:: DATA SHOWN ::

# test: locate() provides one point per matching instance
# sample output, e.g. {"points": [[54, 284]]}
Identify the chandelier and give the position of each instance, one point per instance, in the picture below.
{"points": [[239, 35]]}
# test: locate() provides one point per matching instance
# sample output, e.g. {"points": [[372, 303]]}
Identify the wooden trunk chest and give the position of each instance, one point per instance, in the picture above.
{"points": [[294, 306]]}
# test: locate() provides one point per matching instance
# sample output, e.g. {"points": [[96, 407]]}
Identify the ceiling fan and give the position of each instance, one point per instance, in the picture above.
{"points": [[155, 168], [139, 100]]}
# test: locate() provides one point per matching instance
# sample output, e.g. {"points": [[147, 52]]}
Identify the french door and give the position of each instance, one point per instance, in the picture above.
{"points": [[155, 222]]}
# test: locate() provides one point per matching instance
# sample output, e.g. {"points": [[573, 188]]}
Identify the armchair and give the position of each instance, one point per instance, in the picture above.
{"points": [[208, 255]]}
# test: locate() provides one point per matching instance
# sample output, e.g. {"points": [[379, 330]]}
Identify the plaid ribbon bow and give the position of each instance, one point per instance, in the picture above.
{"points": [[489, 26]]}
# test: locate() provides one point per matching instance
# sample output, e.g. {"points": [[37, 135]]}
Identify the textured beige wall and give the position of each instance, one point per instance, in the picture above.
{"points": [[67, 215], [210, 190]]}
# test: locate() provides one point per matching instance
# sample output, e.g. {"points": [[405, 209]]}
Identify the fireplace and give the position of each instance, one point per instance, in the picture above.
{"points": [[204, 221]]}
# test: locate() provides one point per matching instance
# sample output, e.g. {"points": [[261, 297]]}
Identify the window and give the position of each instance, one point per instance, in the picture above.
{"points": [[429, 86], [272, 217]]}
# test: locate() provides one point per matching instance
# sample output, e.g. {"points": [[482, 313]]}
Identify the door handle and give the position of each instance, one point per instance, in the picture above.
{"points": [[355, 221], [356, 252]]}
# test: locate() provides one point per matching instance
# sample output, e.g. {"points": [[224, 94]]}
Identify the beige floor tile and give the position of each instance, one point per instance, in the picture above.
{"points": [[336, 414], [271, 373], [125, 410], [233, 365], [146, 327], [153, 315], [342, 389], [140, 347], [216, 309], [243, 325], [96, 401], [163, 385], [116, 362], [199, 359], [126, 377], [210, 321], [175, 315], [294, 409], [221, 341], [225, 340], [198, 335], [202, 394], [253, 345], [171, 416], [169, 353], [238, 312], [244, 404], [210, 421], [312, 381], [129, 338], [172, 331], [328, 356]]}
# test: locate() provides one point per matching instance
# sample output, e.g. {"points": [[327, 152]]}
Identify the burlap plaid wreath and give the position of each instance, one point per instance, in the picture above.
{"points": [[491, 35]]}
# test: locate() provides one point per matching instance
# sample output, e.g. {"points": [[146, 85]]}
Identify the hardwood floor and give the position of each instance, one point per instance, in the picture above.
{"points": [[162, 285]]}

:::

WHAT TO WORK ON — Output all of the material exactly as written.

EXPECTED OUTPUT —
# test: locate() provides one point per matching instance
# sample output, e.g. {"points": [[54, 284]]}
Identify the chandelier and give the position of each instance, one point per instance, in the picture below.
{"points": [[239, 35]]}
# test: locate() provides one point per matching instance
# sample output, e.g. {"points": [[372, 303]]}
Identify the wooden trunk chest and give the position of each instance, one point per instance, in the picture above.
{"points": [[294, 306]]}
# test: locate() provides one point per matching instance
# sample output, e.g. {"points": [[96, 407]]}
Identify the ceiling fan and give the position of each instance, one point per instance, in the picture above.
{"points": [[155, 168], [139, 100]]}
# test: locate() provides one point per matching instance
# sample output, e.g. {"points": [[147, 52]]}
Identify the french door and give the position of each instance, one point per instance, in the picture above.
{"points": [[155, 222]]}
# test: locate() provides one point per matching instance
# sample output, e.g. {"points": [[573, 188]]}
Identify the armchair and give the position of each instance, one point per instance, in the picture above.
{"points": [[208, 255]]}
# test: locate() provides one point per matching instance
# sample output, e.g. {"points": [[379, 330]]}
Identify the plaid ribbon bow and give the position of each instance, one point per instance, in the picture above.
{"points": [[489, 26]]}
# test: locate() provides one point per matching instance
# sample output, e.g. {"points": [[37, 135]]}
Identify the textured beige wall and give the position of each instance, one point per instance, in the picture above.
{"points": [[67, 215], [210, 190]]}
# test: locate() provides one point per matching instance
# sample output, e.g. {"points": [[405, 209]]}
Identify the fireplace and give the position of each instance, one point per instance, in the picture above.
{"points": [[204, 221]]}
# test: locate() provides one point per matching instance
# sample output, e.g. {"points": [[261, 297]]}
Identify the window and give the position of each instance, one point per instance, in the picture above.
{"points": [[429, 86], [272, 217]]}
# test: locate() provides one point per matching instance
# sample output, e.g. {"points": [[482, 313]]}
Identify the door handle and give the position of each instance, one point per instance, in the picture above.
{"points": [[355, 221], [356, 252]]}
# test: locate() provides one point per matching instance
# sample output, e.g. {"points": [[224, 94]]}
Identify the beige floor tile and give the position of each instance, one point per instance, in the picture above.
{"points": [[336, 414], [271, 373], [125, 410], [233, 365], [146, 327], [153, 315], [342, 389], [140, 347], [216, 309], [243, 325], [96, 401], [163, 385], [116, 362], [199, 359], [126, 377], [210, 321], [175, 315], [294, 409], [221, 341], [225, 340], [198, 335], [202, 394], [253, 345], [171, 416], [169, 353], [238, 312], [244, 404], [210, 421], [312, 381], [129, 338], [172, 331], [328, 356]]}
# test: locate() provides one point per matching instance
# sample output, e.g. {"points": [[327, 152]]}
Identify the burlap plaid wreath and give the position of each instance, one point per instance, in the picture above.
{"points": [[491, 35]]}
# test: locate() provides one point per matching instance
# sample output, e.g. {"points": [[146, 85]]}
Identify the hardwood floor and give the position of each instance, one point per instance, in the picture above.
{"points": [[162, 285]]}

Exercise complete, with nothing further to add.